Archive for August, 2022

Short sharp shots

Posted in FILM with tags , , , on August 31, 2022 by dcairns

Orson Welles said that you should edit in such a way that the really beautiful shots are kept brief. Of course he didn’t always follow this practice himself, but in his montage sequences in THE TRIAL, CHIMES AT MIDNIGHT or THE OTHER SIDE OF THE WIND you can see this in operation. A very brief but breathtaking shot makes the audience take notice, creates a different kind of tension, which has nothing to do with dramatic tension but can work alongside or in place of it: the feeling that if we blink we might miss something wondrous. They go by so fast we snatch at them with our memory banks.

This idea may lie behind Welles’ dislike of Antonioni, who he accused of lingering on things beyond the point they can sustain interest. “Are we going to see her disappear over the horizon? … yes.” It’s not really accurate, but Antonioni does serve up shots that are visually gorgeous and which you get time to appreciate.

Fellini seems to have gotten Welles message. Sometimes, in AMARCORD, he just can’t help himself and a picturesque image will be allowed to just exist, with no immediate threat of a cut to curtail it. But all the images quoted here are only a few seconds at most. Far from subliminal, but fleeting. They make me want a coffee table book. And then I remember that I have one, and it’s NOT ENOUGH. A true Fellini coffee table book would be ten thousand pages deep and smash any coffee table on earth with its weight.

Forced March

Posted in FILM with tags , , , , , , , , on August 30, 2022 by dcairns

Rewatched MEN IN WAR, this time in a proper widescreen copy. Previously wrote about it here. It’s even more interesting than I previously gave it credit for.

**Material provided**
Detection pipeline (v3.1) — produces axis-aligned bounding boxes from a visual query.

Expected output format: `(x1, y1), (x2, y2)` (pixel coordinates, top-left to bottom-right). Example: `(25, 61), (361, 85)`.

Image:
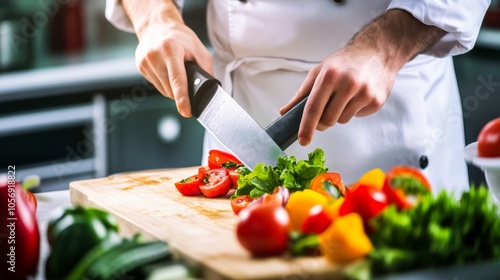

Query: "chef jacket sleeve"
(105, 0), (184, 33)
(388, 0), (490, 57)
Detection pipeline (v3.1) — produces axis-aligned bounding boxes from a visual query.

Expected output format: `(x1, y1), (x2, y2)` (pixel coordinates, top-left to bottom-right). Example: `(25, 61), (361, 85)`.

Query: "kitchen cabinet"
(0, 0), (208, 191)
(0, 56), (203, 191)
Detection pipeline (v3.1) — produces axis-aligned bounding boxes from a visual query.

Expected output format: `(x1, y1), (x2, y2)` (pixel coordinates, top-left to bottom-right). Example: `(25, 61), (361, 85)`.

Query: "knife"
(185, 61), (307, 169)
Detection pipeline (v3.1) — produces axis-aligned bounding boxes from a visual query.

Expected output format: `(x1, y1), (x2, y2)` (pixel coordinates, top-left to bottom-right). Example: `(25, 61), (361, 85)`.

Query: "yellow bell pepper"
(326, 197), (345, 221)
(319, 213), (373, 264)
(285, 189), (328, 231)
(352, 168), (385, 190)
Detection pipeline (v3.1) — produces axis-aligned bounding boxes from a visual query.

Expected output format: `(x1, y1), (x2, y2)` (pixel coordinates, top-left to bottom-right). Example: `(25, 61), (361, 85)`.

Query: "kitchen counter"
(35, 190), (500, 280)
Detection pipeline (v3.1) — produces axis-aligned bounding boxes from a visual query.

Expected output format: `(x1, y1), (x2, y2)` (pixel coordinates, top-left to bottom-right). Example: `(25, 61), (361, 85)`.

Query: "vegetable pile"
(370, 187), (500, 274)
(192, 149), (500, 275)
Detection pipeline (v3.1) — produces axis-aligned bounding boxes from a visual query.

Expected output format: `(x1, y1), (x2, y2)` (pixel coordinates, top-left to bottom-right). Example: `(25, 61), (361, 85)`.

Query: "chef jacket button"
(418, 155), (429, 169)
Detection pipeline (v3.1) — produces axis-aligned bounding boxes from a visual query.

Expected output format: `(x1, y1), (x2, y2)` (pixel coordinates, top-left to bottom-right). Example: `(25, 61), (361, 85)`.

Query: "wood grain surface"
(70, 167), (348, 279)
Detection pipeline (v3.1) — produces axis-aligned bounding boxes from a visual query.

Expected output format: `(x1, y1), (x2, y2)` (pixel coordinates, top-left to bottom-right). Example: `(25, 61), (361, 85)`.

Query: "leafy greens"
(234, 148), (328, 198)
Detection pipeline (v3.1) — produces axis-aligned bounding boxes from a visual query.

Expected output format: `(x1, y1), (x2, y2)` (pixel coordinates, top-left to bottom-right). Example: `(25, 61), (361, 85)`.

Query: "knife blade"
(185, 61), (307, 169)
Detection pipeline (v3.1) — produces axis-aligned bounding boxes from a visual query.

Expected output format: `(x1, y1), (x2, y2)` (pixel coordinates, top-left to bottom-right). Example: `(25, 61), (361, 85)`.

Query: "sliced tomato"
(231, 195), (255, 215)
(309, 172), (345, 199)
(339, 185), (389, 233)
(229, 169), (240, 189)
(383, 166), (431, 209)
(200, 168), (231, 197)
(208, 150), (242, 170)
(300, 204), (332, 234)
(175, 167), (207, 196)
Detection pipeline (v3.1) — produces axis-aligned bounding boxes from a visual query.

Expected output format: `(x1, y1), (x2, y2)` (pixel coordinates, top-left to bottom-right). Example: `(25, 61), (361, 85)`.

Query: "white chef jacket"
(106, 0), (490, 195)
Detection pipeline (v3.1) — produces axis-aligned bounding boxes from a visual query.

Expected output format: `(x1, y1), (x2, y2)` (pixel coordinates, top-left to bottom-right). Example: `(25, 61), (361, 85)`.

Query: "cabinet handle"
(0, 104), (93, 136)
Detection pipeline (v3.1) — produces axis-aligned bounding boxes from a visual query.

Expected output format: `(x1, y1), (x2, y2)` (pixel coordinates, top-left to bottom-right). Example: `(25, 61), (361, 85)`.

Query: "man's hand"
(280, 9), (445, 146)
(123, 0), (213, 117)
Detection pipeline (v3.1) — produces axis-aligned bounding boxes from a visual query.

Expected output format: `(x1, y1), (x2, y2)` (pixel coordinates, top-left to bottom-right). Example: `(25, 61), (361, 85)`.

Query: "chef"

**Stated exercise 1**
In the film blog archive, what did Orson Welles say about how to edit the really beautiful shots?
**Stated exercise 2**
Please extend the film blog archive from its last sentence.
The listing has no part in this work.

**Written response 1**
He said they should be kept brief.

**Written response 2**
The blacklisted writer was Ben Maddow, who also penned THE BIG COMBO without credit. Maddow spent the war writing training films, so his knowledge of the army is strong but of combat less so. The film’s structure is a series of suspenseful crises akin to WAGES OF FEAR, as Robert Ryan marches seventeen men back to US lines, having been cut off. Some of these crises aren’t wholly convincing: there’s a short piece of road they have to run down under enemy shelling — at either end of the road they are apparently completely safe, though there’s no apparent geographical reason which this should be so. When a soldier discovers a concealed landmine, everybody assumes this is the START of a minefield, rather than that they’re already IN the minefield. The continue running up and down the line even after somebody is blown up back there.

But I note all this without being unduly bothered by it. The compositions are taut, the performances sweaty, the cutting tense, and you sort of go along with the flawed logic.

I really like Robert Ryan’s tough but uncertain commander, but what makes the movie is Aldo Ray’s unique character. He’s pursuing his own personal struggle, determined to save his shellshocked Colonel (Robert Keith, superb in a near-wordless evocation of catatonia). There’s that discussion in JULES ET JIM about whether a man can indulge in his own conflict during war. “You two have taken yourselves out of this war,” says Ryan, explaining why they don’t matter to his plans.

Ray’s insubordination may not be without precedent, and I guess his indifference to the war finds an echo in A MIDNIGHT CLEAR (1992), where the young G.I.s just want to survive, but I never bought that film. Soldiers have training, and mostly they want to do a good job. It’s improbable to have a whole unit just crapping out. But one guy, sure. What’s particularly compelling about Ray is he’s not given up on the war out of weakness. He’s a tough guy, except he loves his Colonel. Never had a father.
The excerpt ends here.